* _REQUIREMENT A_
Convert the labeling records below into a two-column CSV with the columns instruction and points, one row for each record. Put the record's text and its answer each in a single quoted field, with any line breaks replaced by spaces.

** start SOURCE TEXT **

On the political and strategic arena, it has not been easy to say the least. While there has been no untoward incident on the border or elsewhere, it can be best characterised as an uncertain calm. Mr. Hu made tall promises saying China has an "unswerving policy to adhere to the Sino-Indian friendship, deepen strategic cooperation and promote common development. … China is ready to work with the Indian side to seize opportunities, accelerate development, jointly cope with challenges and share the fruits of development to benefit the two peoples and make greater contributions to peace, stability and prosperity of Asia and the world at large." In return, Singh reiterated that India "has no intention to contain China and will not take part in any schemes aimed at containing China. India recognizes the Tibet Autonomous Region as part of China and will not allow Tibetans to pursue anti-China activities in India. He also expressed the hope to work with China to maintain peace and security on the borders and properly resolve border issues through friendly talks." While this is clearly an unobjectionable statement, it is noteworthy that China did not give any such assurances to India. New Delhi should have cashed in on an opportunity like this to gain similar assurances from Beijing as well.

On the sidelines of the BRICS Summit, Mr. Hu held separate meetings with Prime Minister Manmohan Singh, discussing a range of issues, including bilateral issues on March 29, 2012. The two leaders also made the politically correct statements on bilateral ties while announcing 2012 as the "Year of India-China Friendship and Cooperation," with an intention to take bilateral ties to the next level, including making progress on strategic matters. The two leaders argued, among other issues, that there was a need for enhancing cooperation particularly in the fields of maritime and regional security. Anti-piracy operations and protection of SLOCS are ideal areas for India and China to cooperate if they have to make progress on the security and strategic front.

** end SOURCE TEXT **

* _REQUIREMENT B_
Carry on the passage about India-China relations, starting right after its final sentence.

** start RECORDED INFORMATION **

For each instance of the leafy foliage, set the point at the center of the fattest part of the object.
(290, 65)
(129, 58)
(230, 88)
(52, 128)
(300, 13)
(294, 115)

** end RECORDED INFORMATION **

* _REPLY A_
instruction,points
"For each instance of the leafy foliage, set the point at the center of the fattest part of the object.","(290, 65) (129, 58) (230, 88) (52, 128) (300, 13) (294, 115)"

* _REPLY B_
In addition, Mr. Hu laid out a five-point proposal to address India-China relations, including one on the border issue. The proposal says the two sides should handle their differences and work for peace and stability, while urging both to push forward border talks in the spirit of peace, friendship, equal consultation, mutual respect and mutual understanding and make good use of the working mechanism of consultation and coordination on border affairs so as to jointly safeguard peace and security on the borders. While the agenda appears comprehensive, this needs to be followed on the ground to make a difference to India-China strategic ties.

Having said that, it is not the border issue that remains at the crux of the problems between India and China. The bigger issue is to reach an understanding on their respective roles in the emerging Asian strategic architecture. It is India’s growing role in Asian affairs and beyond and China’s eternal desire to box India in South Asia that has been at odds in the recent years. Beijing’s closer partnership with Islamabad and in fact with all of the neighbouring countries appears to have been motivated by the desire to balance India. Beijing’s ongoing activities in Pakistan Occupied Kashmir, or its changing policy on Jammu & Kashmir or the Chinese protests at the Indian troop movement in Sikkim (an otherwise a peaceful sector on the Line of Actual Control (LAC); Sikkim was recognised by China as part of India during Prime Minister Vajpayee’s visit to Beijing in 2003) are not reassuring to India. These do reflect a tendency on the part of China to question the very territorial integrity of India.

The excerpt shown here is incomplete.